GOAL OF THE EXERCISE | Output every line of the listing below as a JSON list of strings, one string per line, leaving out any blank lines.

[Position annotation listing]
****************************************
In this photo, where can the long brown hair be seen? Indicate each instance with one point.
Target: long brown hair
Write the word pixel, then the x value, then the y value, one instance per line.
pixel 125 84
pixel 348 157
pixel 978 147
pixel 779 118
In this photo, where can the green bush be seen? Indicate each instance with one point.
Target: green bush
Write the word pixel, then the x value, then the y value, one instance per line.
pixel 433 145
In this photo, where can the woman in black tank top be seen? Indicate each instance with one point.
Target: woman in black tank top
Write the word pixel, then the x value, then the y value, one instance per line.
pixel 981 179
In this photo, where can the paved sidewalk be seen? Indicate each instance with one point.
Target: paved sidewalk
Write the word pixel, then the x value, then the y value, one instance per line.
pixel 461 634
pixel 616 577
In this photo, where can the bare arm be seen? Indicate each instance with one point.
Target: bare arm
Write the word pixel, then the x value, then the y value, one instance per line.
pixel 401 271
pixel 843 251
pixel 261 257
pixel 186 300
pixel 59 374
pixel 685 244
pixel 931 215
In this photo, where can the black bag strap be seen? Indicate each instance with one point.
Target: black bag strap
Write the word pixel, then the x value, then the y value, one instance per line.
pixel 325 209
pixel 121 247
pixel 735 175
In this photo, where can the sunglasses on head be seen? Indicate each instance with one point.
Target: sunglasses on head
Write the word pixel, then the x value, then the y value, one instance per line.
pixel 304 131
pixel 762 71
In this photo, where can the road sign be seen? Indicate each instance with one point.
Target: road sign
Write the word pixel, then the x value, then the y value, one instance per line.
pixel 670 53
****************************************
EXERCISE SOLUTION |
[
  "In this photo, where can the long brown hair be seen? Indicate each instance with one point.",
  "Target: long brown hair",
  "Write the word pixel, then the x value, then the y value, one instance per line.",
  "pixel 125 84",
  "pixel 348 157",
  "pixel 978 147",
  "pixel 779 118",
  "In this photo, where can the green bush be seen? Indicate each instance with one point.",
  "Target: green bush",
  "Write the word pixel, then the x value, then the y value, one instance per line.",
  "pixel 433 145",
  "In this photo, where can the woman in black tank top be seen? Indicate each instance with one point.",
  "Target: woman in black tank top",
  "Write the word pixel, then the x value, then the y value, one instance per line.",
  "pixel 981 179",
  "In this photo, where can the paved sidewalk be seen? Indicate each instance with one point.",
  "Target: paved sidewalk",
  "Write the word pixel, then the x value, then the y value, one instance per line.",
  "pixel 461 634",
  "pixel 616 577",
  "In this photo, where can the bare arm be seen? Indicate each instance with one point.",
  "Target: bare arm",
  "Write the word pixel, then the x value, then the y value, one instance per line.",
  "pixel 401 271",
  "pixel 843 251",
  "pixel 261 257",
  "pixel 186 300",
  "pixel 59 374",
  "pixel 685 244",
  "pixel 931 215",
  "In this photo, where can the black bag strap be seen? Indicate each instance with one point.",
  "Target: black bag strap",
  "Write the word pixel, then the x value, then the y value, one instance per line.",
  "pixel 325 209",
  "pixel 121 247",
  "pixel 735 175",
  "In this photo, where can the sunglasses on head be seen? Indicate each instance with one point.",
  "Target: sunglasses on head",
  "Write the word pixel, then the x value, then the y value, one instance per line.",
  "pixel 304 131",
  "pixel 762 71",
  "In this photo, where can the road sign be seen? Indicate each instance with one point.",
  "Target: road sign",
  "Write the word pixel, then the x value, then the y value, one instance per line.",
  "pixel 670 53"
]